[Recorded data]

--

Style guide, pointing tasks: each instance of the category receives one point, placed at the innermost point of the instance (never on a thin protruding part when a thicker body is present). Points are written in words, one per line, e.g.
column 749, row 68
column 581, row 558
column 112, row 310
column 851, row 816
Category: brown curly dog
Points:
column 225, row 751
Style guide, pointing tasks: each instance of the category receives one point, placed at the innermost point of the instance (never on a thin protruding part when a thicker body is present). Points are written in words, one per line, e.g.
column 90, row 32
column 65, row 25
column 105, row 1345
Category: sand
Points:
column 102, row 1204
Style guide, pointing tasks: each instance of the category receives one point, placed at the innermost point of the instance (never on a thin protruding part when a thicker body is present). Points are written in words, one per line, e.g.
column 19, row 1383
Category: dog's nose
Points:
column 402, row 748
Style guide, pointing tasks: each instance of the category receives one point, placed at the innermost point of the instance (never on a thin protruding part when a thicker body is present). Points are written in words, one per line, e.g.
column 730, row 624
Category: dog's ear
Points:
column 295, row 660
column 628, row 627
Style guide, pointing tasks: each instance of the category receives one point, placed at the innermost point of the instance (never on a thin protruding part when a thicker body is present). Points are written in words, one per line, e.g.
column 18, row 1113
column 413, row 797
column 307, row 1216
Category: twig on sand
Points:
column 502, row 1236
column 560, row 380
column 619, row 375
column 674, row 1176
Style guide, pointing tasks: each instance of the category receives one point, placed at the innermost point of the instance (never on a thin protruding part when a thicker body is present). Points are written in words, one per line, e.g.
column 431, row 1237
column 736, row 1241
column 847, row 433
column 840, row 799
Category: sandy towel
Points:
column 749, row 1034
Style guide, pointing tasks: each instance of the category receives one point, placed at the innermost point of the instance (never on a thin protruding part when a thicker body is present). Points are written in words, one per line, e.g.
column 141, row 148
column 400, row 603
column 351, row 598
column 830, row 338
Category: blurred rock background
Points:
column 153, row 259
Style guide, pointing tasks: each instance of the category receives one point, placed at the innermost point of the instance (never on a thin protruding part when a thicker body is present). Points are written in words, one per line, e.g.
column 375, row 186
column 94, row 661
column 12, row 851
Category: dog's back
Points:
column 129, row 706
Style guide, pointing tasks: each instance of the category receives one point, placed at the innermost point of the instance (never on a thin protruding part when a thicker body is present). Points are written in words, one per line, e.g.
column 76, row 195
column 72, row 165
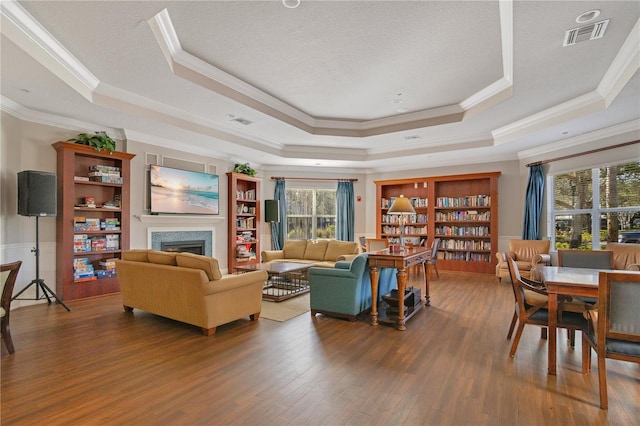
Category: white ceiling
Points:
column 370, row 85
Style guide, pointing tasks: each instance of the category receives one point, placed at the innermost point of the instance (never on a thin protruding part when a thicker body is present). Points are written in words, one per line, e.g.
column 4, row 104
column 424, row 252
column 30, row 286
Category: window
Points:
column 595, row 206
column 311, row 214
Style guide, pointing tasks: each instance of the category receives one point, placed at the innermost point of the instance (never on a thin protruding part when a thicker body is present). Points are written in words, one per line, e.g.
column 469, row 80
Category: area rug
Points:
column 285, row 310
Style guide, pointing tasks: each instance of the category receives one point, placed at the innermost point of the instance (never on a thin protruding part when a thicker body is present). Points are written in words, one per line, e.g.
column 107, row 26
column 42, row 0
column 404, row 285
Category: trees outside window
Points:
column 594, row 206
column 311, row 213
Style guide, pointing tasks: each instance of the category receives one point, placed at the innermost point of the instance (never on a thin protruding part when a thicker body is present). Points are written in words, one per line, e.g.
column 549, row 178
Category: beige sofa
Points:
column 625, row 256
column 527, row 255
column 320, row 253
column 188, row 288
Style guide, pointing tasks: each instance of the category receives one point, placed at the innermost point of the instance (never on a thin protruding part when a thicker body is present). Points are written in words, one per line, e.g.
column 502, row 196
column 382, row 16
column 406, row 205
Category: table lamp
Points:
column 401, row 206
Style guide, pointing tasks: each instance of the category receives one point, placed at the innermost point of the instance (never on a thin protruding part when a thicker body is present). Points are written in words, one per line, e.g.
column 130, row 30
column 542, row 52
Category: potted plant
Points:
column 99, row 141
column 245, row 169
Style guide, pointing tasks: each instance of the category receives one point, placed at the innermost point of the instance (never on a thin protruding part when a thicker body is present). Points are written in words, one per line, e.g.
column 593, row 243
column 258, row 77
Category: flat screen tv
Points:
column 176, row 191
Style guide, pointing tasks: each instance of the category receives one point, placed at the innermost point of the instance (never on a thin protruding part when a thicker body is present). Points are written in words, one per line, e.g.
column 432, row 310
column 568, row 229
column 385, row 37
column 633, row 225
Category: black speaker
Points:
column 271, row 211
column 36, row 193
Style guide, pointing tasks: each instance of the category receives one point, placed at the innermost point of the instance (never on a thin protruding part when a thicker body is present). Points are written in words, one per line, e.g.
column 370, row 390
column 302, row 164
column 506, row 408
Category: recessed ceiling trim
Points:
column 604, row 135
column 624, row 66
column 206, row 75
column 577, row 107
column 21, row 28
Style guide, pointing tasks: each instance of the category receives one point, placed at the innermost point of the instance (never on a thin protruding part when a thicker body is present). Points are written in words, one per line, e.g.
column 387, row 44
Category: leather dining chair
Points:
column 614, row 329
column 593, row 259
column 9, row 273
column 532, row 308
column 375, row 244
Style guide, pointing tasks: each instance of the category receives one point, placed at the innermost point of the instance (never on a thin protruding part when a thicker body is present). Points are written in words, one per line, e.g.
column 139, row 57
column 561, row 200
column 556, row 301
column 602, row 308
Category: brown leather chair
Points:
column 375, row 244
column 595, row 259
column 526, row 253
column 614, row 329
column 532, row 308
column 9, row 274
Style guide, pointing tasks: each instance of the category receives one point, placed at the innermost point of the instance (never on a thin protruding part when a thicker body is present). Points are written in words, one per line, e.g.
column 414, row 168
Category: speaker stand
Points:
column 47, row 293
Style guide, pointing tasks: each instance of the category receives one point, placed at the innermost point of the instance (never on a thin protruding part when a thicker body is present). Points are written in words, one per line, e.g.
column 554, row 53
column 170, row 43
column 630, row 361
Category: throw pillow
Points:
column 316, row 250
column 338, row 248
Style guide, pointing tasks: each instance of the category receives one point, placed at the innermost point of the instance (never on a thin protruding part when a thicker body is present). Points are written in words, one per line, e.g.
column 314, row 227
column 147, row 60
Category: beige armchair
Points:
column 526, row 253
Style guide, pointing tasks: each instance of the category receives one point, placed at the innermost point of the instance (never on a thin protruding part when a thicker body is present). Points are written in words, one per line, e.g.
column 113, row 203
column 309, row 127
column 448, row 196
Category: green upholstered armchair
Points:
column 345, row 290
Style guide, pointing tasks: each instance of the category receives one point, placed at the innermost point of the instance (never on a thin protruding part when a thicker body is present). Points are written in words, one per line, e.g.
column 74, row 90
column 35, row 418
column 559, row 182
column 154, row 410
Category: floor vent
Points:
column 586, row 33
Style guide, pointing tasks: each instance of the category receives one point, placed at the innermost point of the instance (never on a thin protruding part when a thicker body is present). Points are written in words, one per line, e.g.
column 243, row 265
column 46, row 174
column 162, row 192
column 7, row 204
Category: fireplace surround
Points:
column 156, row 237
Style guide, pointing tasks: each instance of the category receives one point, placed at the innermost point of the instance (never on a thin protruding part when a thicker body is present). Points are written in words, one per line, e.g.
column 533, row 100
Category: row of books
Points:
column 244, row 209
column 410, row 218
column 407, row 230
column 246, row 223
column 469, row 201
column 246, row 195
column 464, row 231
column 81, row 223
column 106, row 174
column 83, row 270
column 82, row 243
column 465, row 244
column 470, row 215
column 415, row 202
column 466, row 256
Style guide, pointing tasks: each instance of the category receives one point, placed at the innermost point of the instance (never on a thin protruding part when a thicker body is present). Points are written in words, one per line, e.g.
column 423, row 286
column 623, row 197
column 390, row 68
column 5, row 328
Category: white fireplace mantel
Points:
column 152, row 218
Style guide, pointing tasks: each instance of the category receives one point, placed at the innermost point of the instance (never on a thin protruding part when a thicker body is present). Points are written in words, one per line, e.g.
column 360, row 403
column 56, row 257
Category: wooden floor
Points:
column 98, row 365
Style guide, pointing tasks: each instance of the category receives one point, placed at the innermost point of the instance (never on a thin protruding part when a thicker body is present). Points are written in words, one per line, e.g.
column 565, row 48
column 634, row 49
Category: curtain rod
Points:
column 338, row 179
column 539, row 163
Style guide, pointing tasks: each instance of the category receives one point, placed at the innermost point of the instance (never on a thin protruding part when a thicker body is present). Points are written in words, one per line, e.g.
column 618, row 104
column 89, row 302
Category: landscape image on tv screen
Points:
column 183, row 191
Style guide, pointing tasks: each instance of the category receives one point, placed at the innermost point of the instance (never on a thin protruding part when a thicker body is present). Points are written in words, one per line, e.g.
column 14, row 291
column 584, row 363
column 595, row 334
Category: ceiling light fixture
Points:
column 588, row 16
column 291, row 4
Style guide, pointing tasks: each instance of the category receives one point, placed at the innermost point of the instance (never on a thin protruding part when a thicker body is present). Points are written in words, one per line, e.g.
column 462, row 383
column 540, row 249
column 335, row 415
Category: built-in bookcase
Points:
column 244, row 220
column 460, row 210
column 93, row 219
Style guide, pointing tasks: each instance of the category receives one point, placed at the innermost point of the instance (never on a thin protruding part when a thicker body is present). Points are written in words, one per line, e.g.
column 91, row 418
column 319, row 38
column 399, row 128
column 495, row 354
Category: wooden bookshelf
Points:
column 244, row 220
column 73, row 164
column 461, row 210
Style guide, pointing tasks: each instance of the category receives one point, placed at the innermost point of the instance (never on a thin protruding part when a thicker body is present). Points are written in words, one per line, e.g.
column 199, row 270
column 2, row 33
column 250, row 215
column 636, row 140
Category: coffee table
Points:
column 286, row 279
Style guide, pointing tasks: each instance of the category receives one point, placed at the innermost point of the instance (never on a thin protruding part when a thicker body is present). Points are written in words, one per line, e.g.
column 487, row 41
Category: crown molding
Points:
column 21, row 28
column 577, row 107
column 623, row 67
column 199, row 72
column 599, row 135
column 26, row 114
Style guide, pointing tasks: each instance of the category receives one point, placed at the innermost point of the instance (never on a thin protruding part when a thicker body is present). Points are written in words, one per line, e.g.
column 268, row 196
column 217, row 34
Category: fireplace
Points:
column 181, row 239
column 193, row 246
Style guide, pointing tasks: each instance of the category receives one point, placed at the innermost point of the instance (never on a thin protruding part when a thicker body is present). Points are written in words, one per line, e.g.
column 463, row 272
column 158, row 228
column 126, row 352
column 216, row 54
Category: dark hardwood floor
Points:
column 99, row 365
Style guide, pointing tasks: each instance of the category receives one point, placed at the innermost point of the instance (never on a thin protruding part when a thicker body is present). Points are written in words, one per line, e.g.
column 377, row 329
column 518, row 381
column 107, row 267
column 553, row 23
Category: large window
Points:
column 595, row 206
column 311, row 214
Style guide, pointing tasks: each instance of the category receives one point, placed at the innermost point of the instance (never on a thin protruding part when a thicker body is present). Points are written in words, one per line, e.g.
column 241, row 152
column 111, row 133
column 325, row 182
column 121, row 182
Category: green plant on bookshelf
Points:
column 245, row 169
column 98, row 141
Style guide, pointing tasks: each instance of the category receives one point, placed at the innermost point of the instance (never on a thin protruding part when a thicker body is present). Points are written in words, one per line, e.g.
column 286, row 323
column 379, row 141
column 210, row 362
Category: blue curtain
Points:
column 345, row 211
column 279, row 229
column 533, row 203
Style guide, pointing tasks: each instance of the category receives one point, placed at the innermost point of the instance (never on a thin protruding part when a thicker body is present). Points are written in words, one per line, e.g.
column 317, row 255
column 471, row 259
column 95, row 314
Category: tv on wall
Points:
column 182, row 191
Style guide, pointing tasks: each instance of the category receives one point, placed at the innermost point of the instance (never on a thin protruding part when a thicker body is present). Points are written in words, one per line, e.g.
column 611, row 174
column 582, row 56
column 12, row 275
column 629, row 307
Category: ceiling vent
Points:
column 242, row 121
column 586, row 33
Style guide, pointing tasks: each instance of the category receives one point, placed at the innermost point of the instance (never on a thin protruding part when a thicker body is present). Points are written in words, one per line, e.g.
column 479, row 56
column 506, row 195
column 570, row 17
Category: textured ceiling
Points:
column 361, row 84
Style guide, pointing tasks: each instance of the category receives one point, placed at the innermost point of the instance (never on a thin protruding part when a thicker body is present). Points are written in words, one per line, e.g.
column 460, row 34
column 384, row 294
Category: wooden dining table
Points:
column 567, row 282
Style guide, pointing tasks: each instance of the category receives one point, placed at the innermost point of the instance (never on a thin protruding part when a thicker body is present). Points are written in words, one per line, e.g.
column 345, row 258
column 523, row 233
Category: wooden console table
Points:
column 401, row 260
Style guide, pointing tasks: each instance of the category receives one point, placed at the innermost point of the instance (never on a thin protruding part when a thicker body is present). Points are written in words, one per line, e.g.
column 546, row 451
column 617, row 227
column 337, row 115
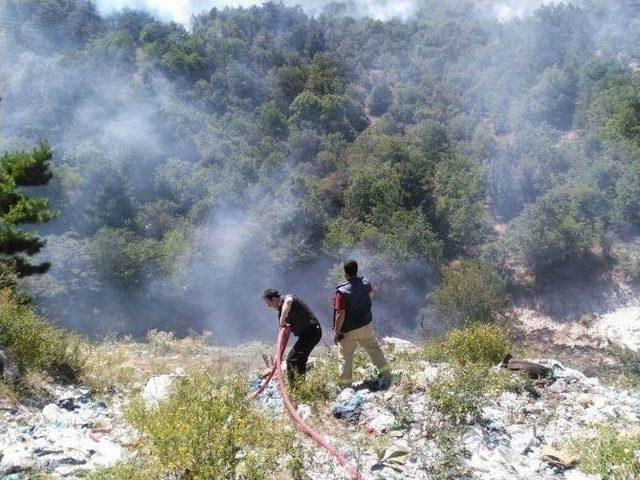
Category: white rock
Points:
column 575, row 474
column 156, row 389
column 16, row 458
column 522, row 437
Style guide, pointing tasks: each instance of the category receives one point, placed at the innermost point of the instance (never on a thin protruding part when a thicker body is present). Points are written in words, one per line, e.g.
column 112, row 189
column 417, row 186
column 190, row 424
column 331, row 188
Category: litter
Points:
column 348, row 406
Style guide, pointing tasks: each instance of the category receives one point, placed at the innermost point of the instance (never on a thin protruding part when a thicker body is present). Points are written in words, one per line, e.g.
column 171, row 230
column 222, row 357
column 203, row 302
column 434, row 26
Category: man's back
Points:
column 354, row 297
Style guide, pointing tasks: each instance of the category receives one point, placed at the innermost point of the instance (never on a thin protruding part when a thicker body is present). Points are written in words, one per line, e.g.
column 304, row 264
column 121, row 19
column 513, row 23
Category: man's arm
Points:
column 340, row 314
column 286, row 307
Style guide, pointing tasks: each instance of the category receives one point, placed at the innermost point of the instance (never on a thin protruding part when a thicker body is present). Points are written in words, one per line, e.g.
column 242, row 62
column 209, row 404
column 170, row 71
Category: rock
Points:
column 575, row 474
column 584, row 399
column 522, row 438
column 16, row 458
column 348, row 405
column 8, row 368
column 156, row 389
column 377, row 420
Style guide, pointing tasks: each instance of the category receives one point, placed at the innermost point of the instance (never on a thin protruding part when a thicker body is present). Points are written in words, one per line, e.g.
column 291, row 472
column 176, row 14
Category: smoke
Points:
column 182, row 11
column 127, row 135
column 505, row 11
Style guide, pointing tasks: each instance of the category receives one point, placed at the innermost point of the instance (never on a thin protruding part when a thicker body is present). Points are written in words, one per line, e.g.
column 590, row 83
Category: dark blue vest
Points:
column 358, row 303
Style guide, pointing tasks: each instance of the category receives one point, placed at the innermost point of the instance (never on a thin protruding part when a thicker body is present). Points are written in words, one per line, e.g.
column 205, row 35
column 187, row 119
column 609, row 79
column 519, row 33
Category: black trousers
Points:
column 299, row 354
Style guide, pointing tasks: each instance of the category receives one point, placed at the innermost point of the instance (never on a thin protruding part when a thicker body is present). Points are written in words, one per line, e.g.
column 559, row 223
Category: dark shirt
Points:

--

**GIVEN PROBLEM**
Extract the lines above, starting at the first line of the records and ending at the line that contains "column 674, row 1176", both included, and reproduce them verbatim.

**RESULT FOR THIS TASK**
Style guide, pointing tasks: each instance of the category receives one point, placed at the innermost point of the instance (never on a thin protruding part when a thicker body is present). Points are written in words, one per line, e.g.
column 749, row 68
column 581, row 558
column 112, row 310
column 851, row 816
Category: brown curly dog
Points:
column 225, row 751
Style guide, pointing tasks: each instance of the category receives one point, placed at the innermost point of the instance (never on a thin protruding part when a thicker body is present). Points are written in words, one per line, e.g.
column 90, row 32
column 65, row 25
column 105, row 1345
Category: sand
Points:
column 102, row 1204
Style guide, pointing tasks: each instance of the category receives one point, placed at the innermost point of the instance (never on a thin protruding part when a thicker body is present). Points are written in words, one per line, e.g.
column 19, row 1383
Category: dog's nose
Points:
column 402, row 748
Style guide, pointing tasks: each instance of the category receives one point, placed at the innermost point of the instance (never on a thin protruding part when a thicker body is present). Points are written in words, one per line, e.g.
column 730, row 624
Category: dog's ear
Points:
column 295, row 660
column 628, row 627
Style guide, pointing tasks: each instance of the category receives one point, placed at the innermost point of the instance (never on a thin protruding part when a thicker body is present). Points are written in words, one per line, e.g.
column 18, row 1113
column 413, row 797
column 307, row 1216
Category: twig on sand
Points:
column 502, row 1236
column 560, row 380
column 619, row 375
column 674, row 1176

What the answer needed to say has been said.